■ WHAT THIS TASK INVOLVES ■
Copy the records below verbatim, changing nothing in any line.

===== STUDY MATERIAL

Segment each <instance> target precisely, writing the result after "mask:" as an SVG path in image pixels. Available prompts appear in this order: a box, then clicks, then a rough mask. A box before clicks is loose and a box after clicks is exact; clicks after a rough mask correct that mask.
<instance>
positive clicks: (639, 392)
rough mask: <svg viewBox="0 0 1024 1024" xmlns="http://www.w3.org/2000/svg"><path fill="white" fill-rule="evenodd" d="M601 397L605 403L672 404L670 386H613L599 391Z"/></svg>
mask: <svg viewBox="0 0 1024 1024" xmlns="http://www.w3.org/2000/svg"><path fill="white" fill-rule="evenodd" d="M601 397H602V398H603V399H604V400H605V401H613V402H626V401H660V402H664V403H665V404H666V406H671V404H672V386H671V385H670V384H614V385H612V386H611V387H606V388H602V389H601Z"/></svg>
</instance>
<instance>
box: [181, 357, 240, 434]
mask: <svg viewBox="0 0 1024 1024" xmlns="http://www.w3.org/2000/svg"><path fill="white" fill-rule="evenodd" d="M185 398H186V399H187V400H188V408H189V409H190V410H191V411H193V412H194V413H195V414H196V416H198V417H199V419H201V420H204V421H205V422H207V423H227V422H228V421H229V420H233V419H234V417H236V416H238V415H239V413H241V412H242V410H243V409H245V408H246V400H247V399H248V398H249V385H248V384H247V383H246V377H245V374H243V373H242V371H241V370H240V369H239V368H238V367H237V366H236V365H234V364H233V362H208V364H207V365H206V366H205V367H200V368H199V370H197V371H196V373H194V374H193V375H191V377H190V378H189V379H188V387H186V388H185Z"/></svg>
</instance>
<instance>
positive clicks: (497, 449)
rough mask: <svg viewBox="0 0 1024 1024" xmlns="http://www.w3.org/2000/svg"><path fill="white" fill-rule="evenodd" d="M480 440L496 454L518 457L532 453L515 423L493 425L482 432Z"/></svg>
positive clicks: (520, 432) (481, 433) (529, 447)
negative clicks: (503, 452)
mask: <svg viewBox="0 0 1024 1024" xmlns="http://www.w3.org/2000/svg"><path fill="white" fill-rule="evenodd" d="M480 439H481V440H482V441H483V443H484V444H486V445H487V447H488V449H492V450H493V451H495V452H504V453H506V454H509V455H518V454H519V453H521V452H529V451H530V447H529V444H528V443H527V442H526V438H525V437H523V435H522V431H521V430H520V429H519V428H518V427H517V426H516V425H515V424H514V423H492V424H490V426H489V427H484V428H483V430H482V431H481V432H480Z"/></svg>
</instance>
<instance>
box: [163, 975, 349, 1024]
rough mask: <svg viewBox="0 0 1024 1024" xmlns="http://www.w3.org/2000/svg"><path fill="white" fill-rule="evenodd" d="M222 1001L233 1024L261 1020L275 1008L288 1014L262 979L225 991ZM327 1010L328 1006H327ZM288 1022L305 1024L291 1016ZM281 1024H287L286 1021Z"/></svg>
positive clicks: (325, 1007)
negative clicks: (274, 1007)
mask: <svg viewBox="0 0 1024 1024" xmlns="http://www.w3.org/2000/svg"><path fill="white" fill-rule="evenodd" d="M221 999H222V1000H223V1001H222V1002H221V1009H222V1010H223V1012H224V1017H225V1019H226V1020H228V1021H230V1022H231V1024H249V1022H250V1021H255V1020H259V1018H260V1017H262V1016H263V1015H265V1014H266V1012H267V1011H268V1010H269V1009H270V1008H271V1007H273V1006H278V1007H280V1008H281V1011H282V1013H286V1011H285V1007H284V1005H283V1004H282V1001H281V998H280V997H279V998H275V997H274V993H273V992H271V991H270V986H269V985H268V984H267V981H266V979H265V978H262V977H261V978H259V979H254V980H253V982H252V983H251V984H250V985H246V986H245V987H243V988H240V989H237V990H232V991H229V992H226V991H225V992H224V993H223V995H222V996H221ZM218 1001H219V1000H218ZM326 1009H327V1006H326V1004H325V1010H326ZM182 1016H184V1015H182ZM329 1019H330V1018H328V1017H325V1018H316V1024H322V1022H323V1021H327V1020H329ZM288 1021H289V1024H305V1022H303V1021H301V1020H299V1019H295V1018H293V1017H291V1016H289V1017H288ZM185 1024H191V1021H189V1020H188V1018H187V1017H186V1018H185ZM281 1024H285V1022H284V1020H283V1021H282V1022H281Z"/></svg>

==========

■ RESPONSE BELOW ■
Segment each <instance> target precisely, writing the result after "mask:" as an SVG path in image pixels. Available prompts appear in this order: a box, then clicks, then a rough mask. A box before clicks is loose and a box after clicks is exact; clicks after a rough mask correct that mask.
<instance>
positive clicks: (639, 392)
rough mask: <svg viewBox="0 0 1024 1024" xmlns="http://www.w3.org/2000/svg"><path fill="white" fill-rule="evenodd" d="M601 397L605 403L672 404L670 386H613L599 391Z"/></svg>
mask: <svg viewBox="0 0 1024 1024" xmlns="http://www.w3.org/2000/svg"><path fill="white" fill-rule="evenodd" d="M601 397H602V398H603V399H604V400H605V401H613V402H626V401H660V402H664V403H665V404H666V406H671V404H672V386H671V385H670V384H614V385H612V386H611V387H606V388H602V389H601Z"/></svg>
</instance>
<instance>
box: [181, 357, 240, 434]
mask: <svg viewBox="0 0 1024 1024" xmlns="http://www.w3.org/2000/svg"><path fill="white" fill-rule="evenodd" d="M185 398H186V399H187V400H188V408H189V409H190V410H191V411H193V412H194V413H195V414H196V416H198V417H199V419H201V420H204V421H205V422H207V423H227V422H228V421H229V420H233V419H234V417H236V416H238V415H239V413H241V412H242V410H243V409H245V408H246V400H247V399H248V398H249V385H248V384H247V383H246V377H245V374H243V373H242V371H241V370H240V369H239V368H238V367H237V366H236V365H234V364H233V362H208V364H207V365H206V366H205V367H200V368H199V370H197V371H196V373H194V374H193V375H191V377H190V378H189V379H188V387H186V388H185Z"/></svg>
</instance>
<instance>
positive clicks: (497, 449)
rough mask: <svg viewBox="0 0 1024 1024" xmlns="http://www.w3.org/2000/svg"><path fill="white" fill-rule="evenodd" d="M480 440L496 454L518 457L532 453L515 423L493 425L482 432Z"/></svg>
positive clicks: (520, 432) (481, 433) (529, 447)
negative clicks: (503, 452)
mask: <svg viewBox="0 0 1024 1024" xmlns="http://www.w3.org/2000/svg"><path fill="white" fill-rule="evenodd" d="M480 439H481V440H482V441H483V443H484V444H486V445H487V447H488V449H492V450H493V451H495V452H504V453H506V454H509V455H518V454H519V453H521V452H529V451H530V447H529V444H528V443H527V442H526V438H525V437H523V435H522V431H521V430H520V429H519V428H518V427H517V426H516V425H515V424H514V423H492V424H490V426H489V427H484V428H483V430H482V431H481V432H480Z"/></svg>
</instance>
<instance>
box: [163, 975, 349, 1024]
rough mask: <svg viewBox="0 0 1024 1024" xmlns="http://www.w3.org/2000/svg"><path fill="white" fill-rule="evenodd" d="M222 1001L233 1024L261 1020L275 1008L288 1014L262 979L225 991ZM327 1010L328 1006H327ZM288 1022L305 1024L291 1016ZM281 1024H287L286 1021Z"/></svg>
positive clicks: (325, 1007)
negative clicks: (274, 1007)
mask: <svg viewBox="0 0 1024 1024" xmlns="http://www.w3.org/2000/svg"><path fill="white" fill-rule="evenodd" d="M221 999H222V1000H223V1001H222V1002H221V1009H222V1010H223V1012H224V1017H225V1019H226V1020H228V1021H230V1022H231V1024H249V1022H250V1021H255V1020H259V1018H260V1017H262V1016H263V1015H265V1014H266V1012H267V1011H268V1010H269V1009H270V1008H271V1007H273V1006H278V1007H280V1008H281V1011H282V1013H286V1011H285V1007H284V1005H283V1004H282V1001H281V998H280V997H279V998H275V997H274V993H273V992H271V991H270V986H269V985H268V984H267V981H266V979H265V978H262V977H261V978H259V979H254V980H253V982H252V983H251V984H250V985H246V986H245V987H243V988H240V989H237V990H232V991H229V992H226V991H225V992H224V993H223V995H222V996H221ZM218 1001H219V1000H218ZM326 1009H327V1006H326V1004H325V1010H326ZM182 1016H184V1015H182ZM329 1019H330V1018H328V1017H325V1018H316V1024H322V1022H323V1021H327V1020H329ZM288 1021H289V1024H305V1022H303V1021H301V1020H299V1019H295V1018H293V1017H291V1016H289V1017H288ZM185 1024H191V1021H189V1020H188V1018H187V1017H186V1018H185ZM281 1024H285V1022H284V1020H283V1021H282V1022H281Z"/></svg>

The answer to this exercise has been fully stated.